Would you please copy exactly the line with "Phrase: blue and white handball ball" and all lines that follow it in the data below, through the last one?
=== Begin Enclosure ===
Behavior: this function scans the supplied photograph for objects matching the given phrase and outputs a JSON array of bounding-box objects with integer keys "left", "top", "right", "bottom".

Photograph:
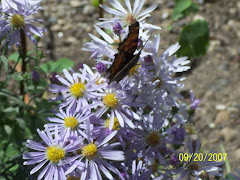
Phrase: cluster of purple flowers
[{"left": 22, "top": 0, "right": 224, "bottom": 179}]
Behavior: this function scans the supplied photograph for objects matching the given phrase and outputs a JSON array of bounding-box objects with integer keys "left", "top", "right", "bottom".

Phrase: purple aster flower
[
  {"left": 65, "top": 121, "right": 125, "bottom": 180},
  {"left": 31, "top": 70, "right": 40, "bottom": 85},
  {"left": 127, "top": 110, "right": 183, "bottom": 165},
  {"left": 44, "top": 107, "right": 91, "bottom": 140},
  {"left": 0, "top": 1, "right": 45, "bottom": 48},
  {"left": 85, "top": 82, "right": 141, "bottom": 130},
  {"left": 23, "top": 127, "right": 84, "bottom": 180},
  {"left": 95, "top": 62, "right": 106, "bottom": 73},
  {"left": 48, "top": 67, "right": 106, "bottom": 112},
  {"left": 98, "top": 0, "right": 160, "bottom": 31}
]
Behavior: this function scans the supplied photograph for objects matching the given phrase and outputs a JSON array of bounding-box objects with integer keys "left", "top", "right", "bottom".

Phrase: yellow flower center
[
  {"left": 46, "top": 146, "right": 65, "bottom": 163},
  {"left": 105, "top": 117, "right": 120, "bottom": 130},
  {"left": 69, "top": 83, "right": 85, "bottom": 98},
  {"left": 188, "top": 162, "right": 199, "bottom": 171},
  {"left": 146, "top": 132, "right": 160, "bottom": 147},
  {"left": 125, "top": 14, "right": 136, "bottom": 25},
  {"left": 11, "top": 14, "right": 25, "bottom": 28},
  {"left": 82, "top": 143, "right": 97, "bottom": 159},
  {"left": 64, "top": 117, "right": 78, "bottom": 128},
  {"left": 103, "top": 93, "right": 118, "bottom": 108},
  {"left": 128, "top": 63, "right": 141, "bottom": 75}
]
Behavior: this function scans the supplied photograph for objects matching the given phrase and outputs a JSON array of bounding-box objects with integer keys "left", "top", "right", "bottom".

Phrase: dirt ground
[{"left": 38, "top": 0, "right": 240, "bottom": 171}]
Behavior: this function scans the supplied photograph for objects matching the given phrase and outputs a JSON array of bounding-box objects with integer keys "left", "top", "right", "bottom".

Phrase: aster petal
[
  {"left": 97, "top": 130, "right": 117, "bottom": 147},
  {"left": 48, "top": 84, "right": 69, "bottom": 93},
  {"left": 38, "top": 162, "right": 51, "bottom": 179},
  {"left": 63, "top": 69, "right": 74, "bottom": 84},
  {"left": 25, "top": 24, "right": 43, "bottom": 37},
  {"left": 23, "top": 152, "right": 45, "bottom": 159},
  {"left": 26, "top": 140, "right": 46, "bottom": 151},
  {"left": 56, "top": 75, "right": 71, "bottom": 87},
  {"left": 99, "top": 150, "right": 125, "bottom": 161},
  {"left": 100, "top": 4, "right": 126, "bottom": 16},
  {"left": 22, "top": 28, "right": 38, "bottom": 44},
  {"left": 125, "top": 0, "right": 132, "bottom": 13},
  {"left": 24, "top": 156, "right": 46, "bottom": 165},
  {"left": 98, "top": 162, "right": 113, "bottom": 179},
  {"left": 94, "top": 25, "right": 114, "bottom": 44},
  {"left": 137, "top": 4, "right": 157, "bottom": 18},
  {"left": 134, "top": 0, "right": 145, "bottom": 15},
  {"left": 44, "top": 163, "right": 54, "bottom": 180},
  {"left": 114, "top": 110, "right": 124, "bottom": 127},
  {"left": 37, "top": 129, "right": 52, "bottom": 147},
  {"left": 30, "top": 159, "right": 48, "bottom": 175},
  {"left": 109, "top": 0, "right": 127, "bottom": 14},
  {"left": 90, "top": 161, "right": 102, "bottom": 180}
]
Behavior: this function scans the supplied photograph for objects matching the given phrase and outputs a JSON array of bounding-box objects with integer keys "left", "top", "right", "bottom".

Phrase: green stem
[
  {"left": 99, "top": 0, "right": 103, "bottom": 19},
  {"left": 20, "top": 30, "right": 27, "bottom": 101}
]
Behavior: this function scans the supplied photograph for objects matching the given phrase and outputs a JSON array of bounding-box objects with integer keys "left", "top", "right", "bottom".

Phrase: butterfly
[{"left": 107, "top": 21, "right": 141, "bottom": 82}]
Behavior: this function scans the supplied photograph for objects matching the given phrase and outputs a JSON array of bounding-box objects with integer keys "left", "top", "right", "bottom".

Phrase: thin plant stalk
[
  {"left": 20, "top": 29, "right": 27, "bottom": 101},
  {"left": 99, "top": 0, "right": 103, "bottom": 19}
]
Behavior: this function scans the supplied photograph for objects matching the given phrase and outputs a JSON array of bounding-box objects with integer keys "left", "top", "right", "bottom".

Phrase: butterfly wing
[{"left": 107, "top": 21, "right": 139, "bottom": 81}]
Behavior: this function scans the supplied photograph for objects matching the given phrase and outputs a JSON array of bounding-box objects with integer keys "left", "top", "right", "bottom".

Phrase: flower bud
[
  {"left": 95, "top": 62, "right": 106, "bottom": 73},
  {"left": 78, "top": 63, "right": 84, "bottom": 69},
  {"left": 50, "top": 73, "right": 59, "bottom": 84},
  {"left": 172, "top": 127, "right": 185, "bottom": 143},
  {"left": 170, "top": 154, "right": 180, "bottom": 166},
  {"left": 113, "top": 22, "right": 123, "bottom": 35},
  {"left": 31, "top": 70, "right": 40, "bottom": 86},
  {"left": 144, "top": 55, "right": 153, "bottom": 63}
]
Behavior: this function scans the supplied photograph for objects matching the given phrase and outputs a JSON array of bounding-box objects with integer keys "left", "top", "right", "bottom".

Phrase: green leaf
[
  {"left": 0, "top": 90, "right": 25, "bottom": 107},
  {"left": 4, "top": 125, "right": 12, "bottom": 135},
  {"left": 0, "top": 56, "right": 8, "bottom": 72},
  {"left": 40, "top": 57, "right": 74, "bottom": 73},
  {"left": 172, "top": 0, "right": 192, "bottom": 20},
  {"left": 183, "top": 3, "right": 199, "bottom": 16},
  {"left": 16, "top": 118, "right": 26, "bottom": 129},
  {"left": 8, "top": 53, "right": 20, "bottom": 62},
  {"left": 177, "top": 20, "right": 209, "bottom": 58},
  {"left": 4, "top": 143, "right": 19, "bottom": 160}
]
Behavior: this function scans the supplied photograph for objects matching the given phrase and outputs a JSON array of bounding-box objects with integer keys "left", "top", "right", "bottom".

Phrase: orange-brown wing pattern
[{"left": 107, "top": 21, "right": 139, "bottom": 81}]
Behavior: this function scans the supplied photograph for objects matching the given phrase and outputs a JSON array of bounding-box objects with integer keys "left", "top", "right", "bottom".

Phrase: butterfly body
[{"left": 107, "top": 21, "right": 140, "bottom": 82}]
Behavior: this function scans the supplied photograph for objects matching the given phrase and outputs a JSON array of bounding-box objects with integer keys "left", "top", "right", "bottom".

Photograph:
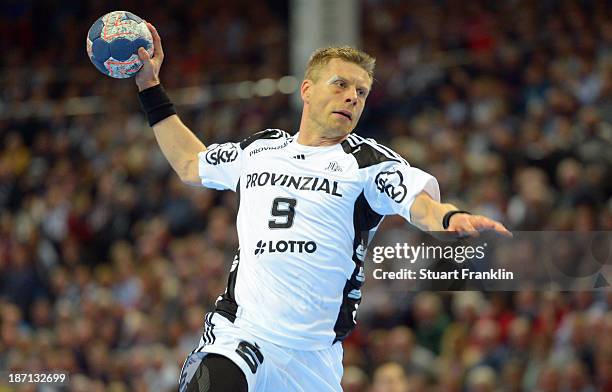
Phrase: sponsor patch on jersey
[
  {"left": 205, "top": 143, "right": 239, "bottom": 165},
  {"left": 254, "top": 239, "right": 317, "bottom": 256},
  {"left": 374, "top": 170, "right": 408, "bottom": 203},
  {"left": 325, "top": 161, "right": 343, "bottom": 172},
  {"left": 249, "top": 140, "right": 291, "bottom": 156},
  {"left": 246, "top": 172, "right": 343, "bottom": 197}
]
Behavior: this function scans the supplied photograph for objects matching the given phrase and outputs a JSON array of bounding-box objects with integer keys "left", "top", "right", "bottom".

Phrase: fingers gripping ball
[{"left": 86, "top": 11, "right": 153, "bottom": 78}]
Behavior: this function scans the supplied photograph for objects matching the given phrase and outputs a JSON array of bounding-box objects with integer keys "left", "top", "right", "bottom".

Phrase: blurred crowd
[{"left": 1, "top": 0, "right": 611, "bottom": 391}]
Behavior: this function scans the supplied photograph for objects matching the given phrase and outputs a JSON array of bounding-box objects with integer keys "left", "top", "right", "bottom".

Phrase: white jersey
[{"left": 198, "top": 130, "right": 440, "bottom": 350}]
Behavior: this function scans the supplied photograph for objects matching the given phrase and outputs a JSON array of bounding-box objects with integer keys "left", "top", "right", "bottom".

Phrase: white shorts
[{"left": 179, "top": 312, "right": 344, "bottom": 392}]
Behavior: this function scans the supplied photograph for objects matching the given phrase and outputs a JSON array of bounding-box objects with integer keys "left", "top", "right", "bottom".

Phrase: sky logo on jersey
[
  {"left": 205, "top": 143, "right": 238, "bottom": 165},
  {"left": 375, "top": 170, "right": 408, "bottom": 203},
  {"left": 254, "top": 239, "right": 317, "bottom": 256}
]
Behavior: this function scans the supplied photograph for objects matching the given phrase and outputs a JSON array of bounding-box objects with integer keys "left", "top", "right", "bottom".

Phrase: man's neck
[
  {"left": 297, "top": 123, "right": 349, "bottom": 146},
  {"left": 296, "top": 131, "right": 348, "bottom": 146}
]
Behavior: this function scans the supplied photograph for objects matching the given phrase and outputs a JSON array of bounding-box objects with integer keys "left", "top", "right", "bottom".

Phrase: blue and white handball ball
[{"left": 86, "top": 11, "right": 153, "bottom": 79}]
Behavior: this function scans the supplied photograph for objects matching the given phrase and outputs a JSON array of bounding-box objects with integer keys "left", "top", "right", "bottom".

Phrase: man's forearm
=== End Enclosure ===
* _Task response_
Phrase: blue and white handball ball
[{"left": 86, "top": 11, "right": 153, "bottom": 79}]
Behavior: this function scans the supplied photograph for objects matching the given phrase and outputs a JSON array of bounding-box objects with integer keys "left", "top", "right", "bottom".

Phrase: man's forearm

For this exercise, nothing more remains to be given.